100 Years Ago: Victory Loan Campaign, Letter of Sympathy for William Woods’s Wife, Leo Hamilton Wounded

The Intelligencer October 7, 1918 (page 1)

“Victory Bond Local Campaign Organization Complete. The campaign which will be waged from coast to coast in Canada for the raising of $500,000,000 for Canada’s Victory Loan, 1918 will take place from October 28th to November 16th. The organization in Belleville is being rapidly completed. The various heads of committees have signified their willingness to once more undertake this very necessary work.

The following telegram was received by Mr. W. B. Deacon, who was so successful last year as county chairman, and in answer to this he has once more agreed to assume this heavy responsibility. …  ‘W. B. Deacon, …  Shall be greatly obliged if you will kindly consent to act again as chairman of Victory Loan Committee for Hastings County. The loan is of most vital national importance and I feel that your services will materially contribute to its success. W. T. Hite, Minister of Finance.’

Mr. H. W. Ackerman has also consented to act as secretary and an organization meeting will be held shortly to complete committees. …  Last year the county of Hastings subscribed over two and one-half million dollars of Victory loan and this year it is expected that the good old county will far exceed the record of last year.

No stone will be left unturned to make this, which will probably be the last call on the resources of Hastings county, the biggest and best effort of the citizens towards the winning of the war. Every citizen of the county of Hastings is expected to do his bit in assisting the organization in every way possible, as co-operation means success and without this co-operation of the citizens it will be impossible to have a complete success. Hastings County must not lag behind her sister communities in this great war effort.”

The Intelligencer October 7, 1918 (page 3)

“Brave Soldier Loved by Pals. Mrs. S. Woods, who resides at 20 Water Street, received the following letter from Chaplain J. L. McInnis, Capt. The letter is in connection with the death of her husband, Pte. Wm. Woods who made the supreme sacrifice on September 2nd:

France, Sept. 5th, 1918. Dear Mrs. Woods:—As the Chaplain of the battalion of which your husband was a brave and loved member, I beg to offer my deepest sympathy in your great loss.

* * * * *

__WORK TO COMPLETE__:
Continue the 1918 Intelligencer newspaper excerpts, picking up after the chaplain's opening sentence of sympathy to Mrs. Woods.

Referring expression data:

* * * * *

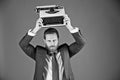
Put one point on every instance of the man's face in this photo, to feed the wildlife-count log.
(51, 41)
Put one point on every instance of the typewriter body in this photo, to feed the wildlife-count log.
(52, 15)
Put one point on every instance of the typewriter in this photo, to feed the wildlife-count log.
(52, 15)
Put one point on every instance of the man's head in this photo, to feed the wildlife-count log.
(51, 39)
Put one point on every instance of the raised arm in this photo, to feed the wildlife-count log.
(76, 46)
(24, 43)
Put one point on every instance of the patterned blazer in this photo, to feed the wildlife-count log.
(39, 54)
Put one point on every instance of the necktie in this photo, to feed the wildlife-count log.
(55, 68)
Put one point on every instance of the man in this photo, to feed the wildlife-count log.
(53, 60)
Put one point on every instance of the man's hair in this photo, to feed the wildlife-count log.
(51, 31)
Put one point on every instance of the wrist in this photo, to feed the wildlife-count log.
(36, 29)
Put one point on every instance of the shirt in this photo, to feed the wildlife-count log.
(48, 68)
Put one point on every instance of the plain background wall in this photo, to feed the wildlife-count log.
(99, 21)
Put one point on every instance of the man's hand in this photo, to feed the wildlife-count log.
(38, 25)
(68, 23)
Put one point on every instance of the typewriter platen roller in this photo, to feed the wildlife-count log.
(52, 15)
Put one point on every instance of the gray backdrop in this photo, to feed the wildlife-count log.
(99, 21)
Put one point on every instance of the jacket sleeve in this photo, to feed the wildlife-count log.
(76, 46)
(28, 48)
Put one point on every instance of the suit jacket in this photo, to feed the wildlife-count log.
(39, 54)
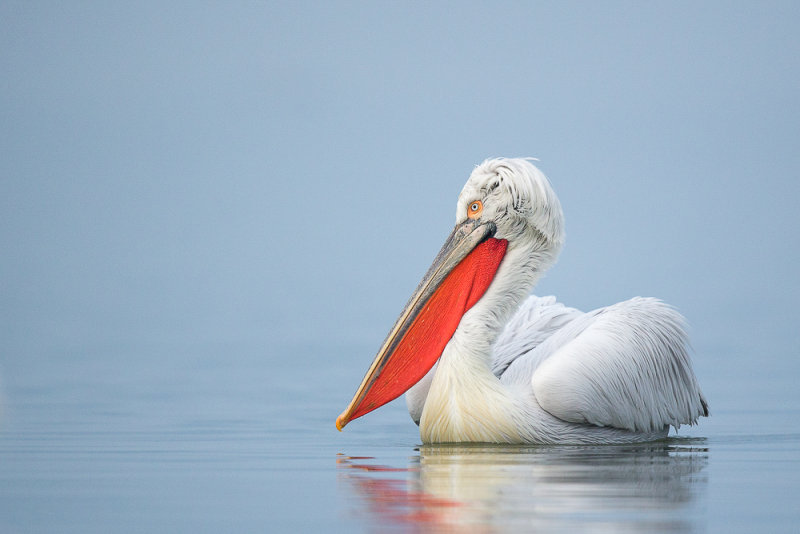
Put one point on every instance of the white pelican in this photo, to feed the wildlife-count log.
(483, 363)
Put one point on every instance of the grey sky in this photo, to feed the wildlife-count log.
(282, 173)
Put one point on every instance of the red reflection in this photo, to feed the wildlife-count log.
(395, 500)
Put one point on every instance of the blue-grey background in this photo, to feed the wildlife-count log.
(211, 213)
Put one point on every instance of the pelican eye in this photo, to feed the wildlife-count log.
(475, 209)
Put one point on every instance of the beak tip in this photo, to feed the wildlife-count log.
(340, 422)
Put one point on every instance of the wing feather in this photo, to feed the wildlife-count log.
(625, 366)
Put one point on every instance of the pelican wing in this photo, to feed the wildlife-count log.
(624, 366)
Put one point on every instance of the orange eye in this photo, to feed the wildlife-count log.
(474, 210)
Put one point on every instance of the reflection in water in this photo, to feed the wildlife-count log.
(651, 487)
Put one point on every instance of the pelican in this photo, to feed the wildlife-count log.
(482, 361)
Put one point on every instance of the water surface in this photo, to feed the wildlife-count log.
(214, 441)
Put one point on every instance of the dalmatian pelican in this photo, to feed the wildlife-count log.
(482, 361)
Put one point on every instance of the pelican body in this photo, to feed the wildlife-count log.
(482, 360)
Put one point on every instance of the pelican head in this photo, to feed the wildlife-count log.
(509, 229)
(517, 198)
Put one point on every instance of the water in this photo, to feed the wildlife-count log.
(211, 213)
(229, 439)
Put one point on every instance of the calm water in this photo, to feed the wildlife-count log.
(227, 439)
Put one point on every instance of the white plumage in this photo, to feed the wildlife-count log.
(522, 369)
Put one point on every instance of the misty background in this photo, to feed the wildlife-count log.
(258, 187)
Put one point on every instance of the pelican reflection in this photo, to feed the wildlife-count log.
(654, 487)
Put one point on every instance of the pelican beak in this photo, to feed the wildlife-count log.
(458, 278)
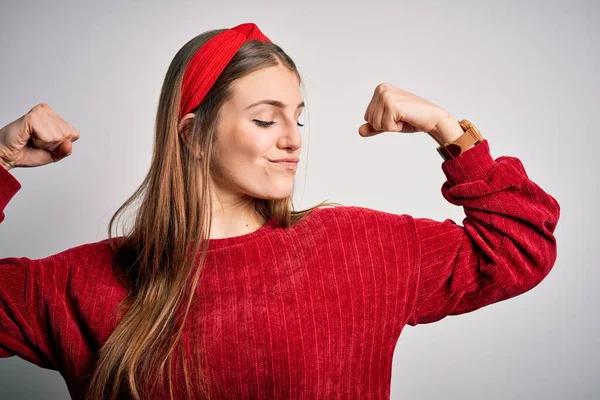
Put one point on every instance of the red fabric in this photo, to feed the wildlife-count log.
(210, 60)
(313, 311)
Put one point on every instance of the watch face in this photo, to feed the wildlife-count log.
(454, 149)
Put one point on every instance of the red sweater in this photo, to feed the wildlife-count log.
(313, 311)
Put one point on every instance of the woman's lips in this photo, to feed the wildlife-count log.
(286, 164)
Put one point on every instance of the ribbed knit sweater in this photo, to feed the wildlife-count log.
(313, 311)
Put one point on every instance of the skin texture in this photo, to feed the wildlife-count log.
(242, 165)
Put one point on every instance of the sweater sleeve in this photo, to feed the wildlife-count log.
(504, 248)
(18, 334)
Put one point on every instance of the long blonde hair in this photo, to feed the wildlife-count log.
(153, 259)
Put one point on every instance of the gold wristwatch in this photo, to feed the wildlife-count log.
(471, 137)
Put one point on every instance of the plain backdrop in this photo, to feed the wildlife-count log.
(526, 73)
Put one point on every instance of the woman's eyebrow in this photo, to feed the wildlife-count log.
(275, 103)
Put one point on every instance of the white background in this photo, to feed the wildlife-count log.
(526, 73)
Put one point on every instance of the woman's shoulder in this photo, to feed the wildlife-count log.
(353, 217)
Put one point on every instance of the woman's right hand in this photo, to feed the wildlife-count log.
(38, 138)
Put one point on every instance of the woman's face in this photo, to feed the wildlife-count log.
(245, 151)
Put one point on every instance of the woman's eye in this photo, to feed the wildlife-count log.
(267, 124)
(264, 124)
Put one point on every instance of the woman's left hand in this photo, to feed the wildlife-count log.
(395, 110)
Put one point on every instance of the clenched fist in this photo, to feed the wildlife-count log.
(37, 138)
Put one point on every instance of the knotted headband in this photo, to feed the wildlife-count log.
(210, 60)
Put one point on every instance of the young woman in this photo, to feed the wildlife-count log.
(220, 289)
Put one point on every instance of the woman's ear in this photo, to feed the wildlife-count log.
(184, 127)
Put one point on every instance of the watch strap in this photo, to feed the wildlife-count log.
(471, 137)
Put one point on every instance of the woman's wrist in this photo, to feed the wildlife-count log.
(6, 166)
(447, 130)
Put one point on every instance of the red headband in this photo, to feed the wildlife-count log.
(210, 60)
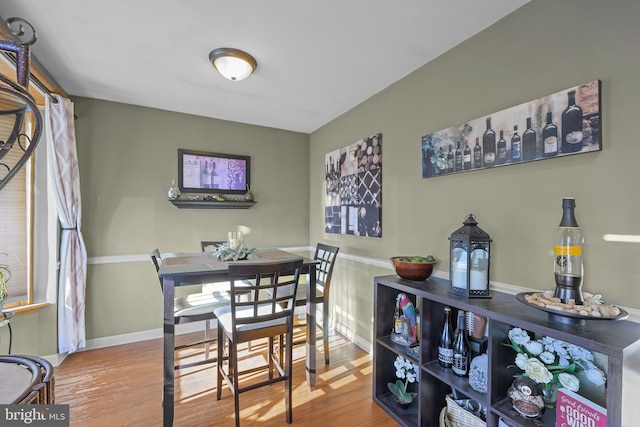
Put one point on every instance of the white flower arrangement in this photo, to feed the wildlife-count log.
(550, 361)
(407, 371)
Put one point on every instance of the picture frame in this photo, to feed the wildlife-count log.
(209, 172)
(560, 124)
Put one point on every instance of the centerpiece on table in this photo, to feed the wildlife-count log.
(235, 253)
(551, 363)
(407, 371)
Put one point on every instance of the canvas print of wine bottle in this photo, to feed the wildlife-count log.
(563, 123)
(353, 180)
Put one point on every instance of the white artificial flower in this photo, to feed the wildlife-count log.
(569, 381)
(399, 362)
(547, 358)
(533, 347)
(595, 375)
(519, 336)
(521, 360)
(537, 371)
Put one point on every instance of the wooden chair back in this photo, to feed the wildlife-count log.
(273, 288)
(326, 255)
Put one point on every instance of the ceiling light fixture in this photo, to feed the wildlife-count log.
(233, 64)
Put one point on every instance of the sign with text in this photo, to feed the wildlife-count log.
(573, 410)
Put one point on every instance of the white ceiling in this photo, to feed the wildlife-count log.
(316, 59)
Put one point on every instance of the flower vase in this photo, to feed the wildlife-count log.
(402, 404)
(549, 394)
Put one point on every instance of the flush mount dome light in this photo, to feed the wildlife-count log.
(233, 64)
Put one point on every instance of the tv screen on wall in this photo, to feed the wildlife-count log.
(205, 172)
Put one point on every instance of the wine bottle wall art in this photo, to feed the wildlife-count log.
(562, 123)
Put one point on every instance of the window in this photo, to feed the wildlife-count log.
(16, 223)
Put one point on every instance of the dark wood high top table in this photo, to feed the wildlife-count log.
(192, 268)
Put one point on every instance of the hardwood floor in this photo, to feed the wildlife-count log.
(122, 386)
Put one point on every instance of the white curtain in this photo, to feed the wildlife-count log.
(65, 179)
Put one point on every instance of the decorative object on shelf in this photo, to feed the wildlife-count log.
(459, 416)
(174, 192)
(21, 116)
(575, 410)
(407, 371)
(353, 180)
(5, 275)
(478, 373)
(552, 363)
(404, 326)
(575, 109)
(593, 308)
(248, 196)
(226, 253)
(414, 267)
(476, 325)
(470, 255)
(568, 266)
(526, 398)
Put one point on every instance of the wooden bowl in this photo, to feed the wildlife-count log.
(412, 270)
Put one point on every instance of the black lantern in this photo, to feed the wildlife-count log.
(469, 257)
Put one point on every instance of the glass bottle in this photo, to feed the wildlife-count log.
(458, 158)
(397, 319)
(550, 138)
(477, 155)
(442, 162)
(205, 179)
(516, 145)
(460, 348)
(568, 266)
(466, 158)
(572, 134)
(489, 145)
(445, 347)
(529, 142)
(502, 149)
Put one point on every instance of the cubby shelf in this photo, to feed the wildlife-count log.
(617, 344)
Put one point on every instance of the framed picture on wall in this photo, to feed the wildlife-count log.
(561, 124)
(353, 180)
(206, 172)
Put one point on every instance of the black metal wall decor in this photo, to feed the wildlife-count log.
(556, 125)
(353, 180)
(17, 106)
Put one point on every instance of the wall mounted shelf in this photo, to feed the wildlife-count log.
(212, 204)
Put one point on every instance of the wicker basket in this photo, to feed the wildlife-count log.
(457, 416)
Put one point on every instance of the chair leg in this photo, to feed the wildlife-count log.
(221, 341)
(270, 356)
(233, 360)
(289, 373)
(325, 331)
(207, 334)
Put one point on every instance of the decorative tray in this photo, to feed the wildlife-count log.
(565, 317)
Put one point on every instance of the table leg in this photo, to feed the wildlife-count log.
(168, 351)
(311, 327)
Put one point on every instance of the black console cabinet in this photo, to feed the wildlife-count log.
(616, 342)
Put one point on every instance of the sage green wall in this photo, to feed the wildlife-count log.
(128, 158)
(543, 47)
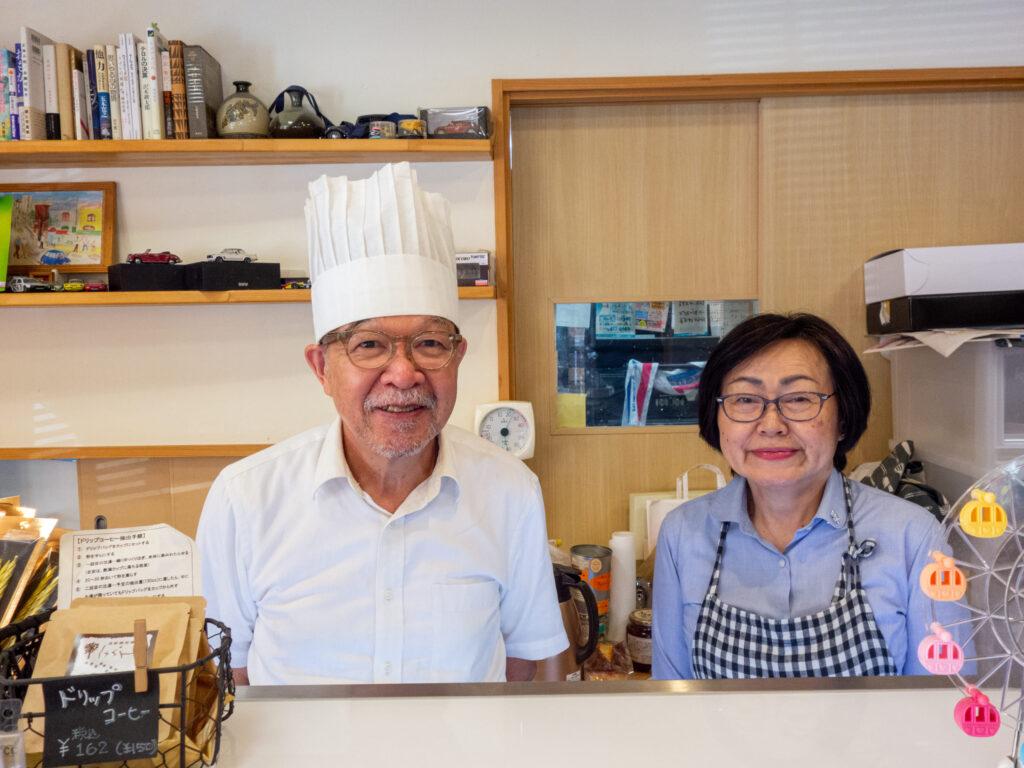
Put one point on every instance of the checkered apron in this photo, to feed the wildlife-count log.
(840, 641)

* * * * *

__TASK RESPONSE__:
The attack, in which he was one of the first to go over the top was one of the most bitterly opposed in the experience of our troops. That we won such splendid victory is due to the high courage of men like Him who feared failure and defeat more than death.

You have endured a long and trying separation. It is hard to walk through this Valley of The Shadow. May God Comfort you. May you have the companionship and sympathy of Him who loved not his own life unto death. May the twin stars of Faith and Duty guide you and yours through these coming days.

Our sacred dead are buried in a cemetery near the village of Dury. His commanding officer unites with me in paying tribute to a gallant soldier who showed splendid devotion to his duty to the end. Believe me, Yours in deepest sympathy, John L. McInnis, Capt. Chaplain O.M.F.C.”

The Intelligencer October 7, 1918 (page 5)

“Pte. Hamilton Wounded. Mr. and Mrs. Geo. T. Hamilton, residing on Albion Street, received word on Saturday from the Director of Records, at Ottawa, stating that their son, Leo, was admitted to the Fifth General Hospital, Rouen, suffering from a gunshot wound in the right foot. Leo is well known in this city and his many friends hope that the wound will not prove serious.”